Über die Hälfte der Herz-Kreislauf-Erkrankungen vermeidbar

Herz-Kreislauf-Erkrankungen sind die weltweit häufigste Todesursache. Doch die Zahl der Betroffenen müsste nicht so hoch sein, wie eine Studie jetzt zeigt. Wenn es mehr Vorsorge bei den fünf klassischen beeinflussbaren Risikofaktoren Übergewicht, Bluthochdruck, Rauchen, Cholesterin und Diabetes gäbe, könnten demnach über die Hälfte der kardiovaskulären Erkrankungen vermieden werden. 

Von Sven Stein

 

04.10.2023


Bildquelle (Bild oben): iStock / blueshot

So wichtig ist Vorsorge: Über die Hälfte aller Herzinfarkte oder Schlaganfälle ließen sich verhindern, wenn die klassischen, beeinflussbaren Risikofaktoren kontrolliert, behandelt oder abgestellt würden. Zu diesem Ergebnis kommt eine Analyse der Daten von 1,5 Millionen Menschen aus 34 Ländern, die im New England Journal of Medicine veröffentlicht wurde.

Mehr als jeder dritte Todesfall weltweit geht auf Herz-Kreislauf-Erkrankungen zurück, die sich oft schleichend über Jahrzehnte entwickeln. Fünf Risikofaktoren tragen zu den Erkrankungen besonders bei:

 

 

„Unsere Studie zeigt deutlich, dass über die Hälfte aller Herzinfarkte und Schlaganfälle durch die Kontrolle und Behandlung der klassischen Risikofaktoren vermeidbar sind“, sagt Prof. Dr. Stefan Blankenberg, Ärztlicher Leiter des Universitären Herz- und Gefäßzentrums des Universitätsklinikums Hamburg-Eppendorf. Dort war die Studie gemeinsam mit dem Deutschen Zentrum für Herz-Kreislauf-Forschung federführend durchgeführt worden. Würde man also die Risikofaktoren durch Medikamente und Änderungen des Lebensstils in den Griff bekommen, ließen sich etwa 55 Prozent aller Herz-Kreislauf-Krankheiten verhindern – und die daraus resultierenden Todesfälle.

▶ [Was zu tun ist]:
Wodurch ließe sich laut dem Artikel über vermeidbare Herz-Kreislauf-Erkrankungen über die Hälfte aller Herzinfarkte und Schlaganfälle verhindern? Antworten Sie in ein bis drei Sätzen.

▶ [Datenabschnitt]:
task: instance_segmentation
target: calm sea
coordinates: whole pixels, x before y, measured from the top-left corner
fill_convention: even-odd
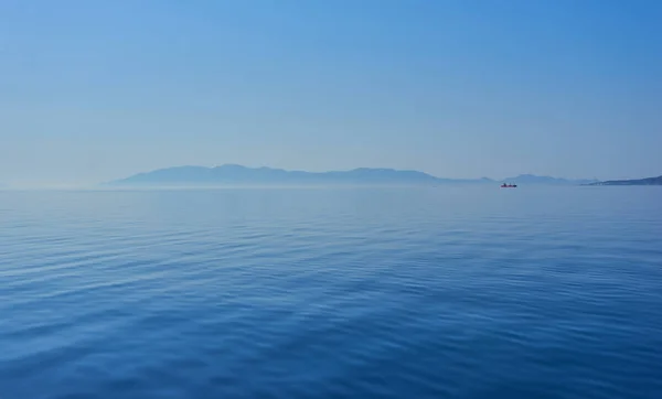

▶ [Antwort zur Aufgabe]:
Man müsste die fünf klassischen beeinflussbaren Risikofaktoren Übergewicht, Bluthochdruck, Rauchen, Cholesterin und Diabetes kontrollieren, behandeln oder abstellen, etwa durch Medikamente und Änderungen des Lebensstils. Dann ließen sich etwa 55 Prozent aller Herz-Kreislauf-Krankheiten und die daraus resultierenden Todesfälle verhindern.